Start of DATA SECTION

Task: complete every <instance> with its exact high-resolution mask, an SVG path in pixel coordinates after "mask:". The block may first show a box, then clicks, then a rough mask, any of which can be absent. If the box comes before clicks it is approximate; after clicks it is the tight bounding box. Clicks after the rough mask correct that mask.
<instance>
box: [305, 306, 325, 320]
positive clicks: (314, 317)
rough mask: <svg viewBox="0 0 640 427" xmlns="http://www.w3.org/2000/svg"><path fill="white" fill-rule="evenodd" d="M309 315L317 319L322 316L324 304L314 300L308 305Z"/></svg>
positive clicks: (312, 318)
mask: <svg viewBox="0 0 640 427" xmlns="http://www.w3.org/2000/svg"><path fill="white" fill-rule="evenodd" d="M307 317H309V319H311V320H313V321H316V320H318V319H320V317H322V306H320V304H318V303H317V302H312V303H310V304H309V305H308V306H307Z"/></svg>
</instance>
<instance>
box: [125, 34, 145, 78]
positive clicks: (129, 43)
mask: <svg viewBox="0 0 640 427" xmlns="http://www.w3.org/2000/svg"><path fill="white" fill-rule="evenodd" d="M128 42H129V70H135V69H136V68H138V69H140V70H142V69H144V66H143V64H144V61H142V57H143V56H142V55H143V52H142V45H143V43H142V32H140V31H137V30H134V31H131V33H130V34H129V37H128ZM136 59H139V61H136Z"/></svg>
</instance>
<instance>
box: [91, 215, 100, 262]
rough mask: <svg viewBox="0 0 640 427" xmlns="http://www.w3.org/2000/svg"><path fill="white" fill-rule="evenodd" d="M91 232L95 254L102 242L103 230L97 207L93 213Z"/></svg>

End of DATA SECTION

_TO DO_: In the records above, change each "positive clicks" to "foreground clicks" and reproduce the lines with nothing else altered.

_OUTPUT BELOW_:
Task: complete every <instance> with its exact high-resolution mask, an SVG path in pixel coordinates after "mask:". The block may first show a box, then clicks, then a rough mask, any of which can be absent. If the box comes before clicks it is approximate; after clicks it is the tight bounding box. Clicks after the rough mask correct that mask.
<instance>
box: [305, 306, 325, 320]
foreground clicks: (314, 317)
rough mask: <svg viewBox="0 0 640 427" xmlns="http://www.w3.org/2000/svg"><path fill="white" fill-rule="evenodd" d="M309 315L317 319L322 316L324 304L314 300L308 305Z"/></svg>
foreground clicks: (312, 318)
mask: <svg viewBox="0 0 640 427" xmlns="http://www.w3.org/2000/svg"><path fill="white" fill-rule="evenodd" d="M307 317H309V319H311V320H313V321H316V320H318V319H320V317H322V306H320V304H318V303H317V302H312V303H310V304H309V305H308V306H307Z"/></svg>
</instance>
<instance>
box: [125, 34, 145, 78]
foreground clicks: (129, 43)
mask: <svg viewBox="0 0 640 427" xmlns="http://www.w3.org/2000/svg"><path fill="white" fill-rule="evenodd" d="M128 42H129V70H135V69H136V68H138V69H140V70H142V69H144V66H143V64H144V61H142V57H143V56H142V55H143V52H142V45H143V43H142V32H140V31H137V30H134V31H131V33H130V34H129V37H128ZM136 59H139V61H136Z"/></svg>
</instance>
<instance>
box: [91, 215, 100, 262]
rough mask: <svg viewBox="0 0 640 427" xmlns="http://www.w3.org/2000/svg"><path fill="white" fill-rule="evenodd" d="M91 232L95 254L102 242L103 230L97 207L93 213Z"/></svg>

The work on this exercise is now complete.